● **Exercise details**
Show each line in the listing below that contains the word "canal", copied in full.

● **Available data**
====

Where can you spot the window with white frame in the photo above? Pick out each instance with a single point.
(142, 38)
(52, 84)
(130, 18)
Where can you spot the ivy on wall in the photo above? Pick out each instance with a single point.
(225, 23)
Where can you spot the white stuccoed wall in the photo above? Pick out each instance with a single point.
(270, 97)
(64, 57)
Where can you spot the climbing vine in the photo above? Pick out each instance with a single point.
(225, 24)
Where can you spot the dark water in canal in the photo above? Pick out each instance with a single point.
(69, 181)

====

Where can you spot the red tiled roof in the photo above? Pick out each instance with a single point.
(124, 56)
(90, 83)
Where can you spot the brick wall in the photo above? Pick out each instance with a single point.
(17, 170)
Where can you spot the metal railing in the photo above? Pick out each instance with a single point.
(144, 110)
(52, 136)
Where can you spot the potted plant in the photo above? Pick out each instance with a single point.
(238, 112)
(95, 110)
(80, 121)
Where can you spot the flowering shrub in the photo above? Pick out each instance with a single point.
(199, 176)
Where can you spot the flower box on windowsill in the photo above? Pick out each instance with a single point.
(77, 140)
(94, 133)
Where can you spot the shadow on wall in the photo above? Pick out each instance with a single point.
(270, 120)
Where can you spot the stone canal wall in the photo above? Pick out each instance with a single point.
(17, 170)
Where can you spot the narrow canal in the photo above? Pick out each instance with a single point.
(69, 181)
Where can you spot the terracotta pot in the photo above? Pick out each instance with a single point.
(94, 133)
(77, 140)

====

● **Reply**
Where can you spot the dark water in canal in the photo above? Pick out each instance with a single point.
Where can you spot the stone canal wall in the photo above? Pick out each instance with a single point.
Where can you spot the narrow canal in the photo above? Pick out each instance with a single point.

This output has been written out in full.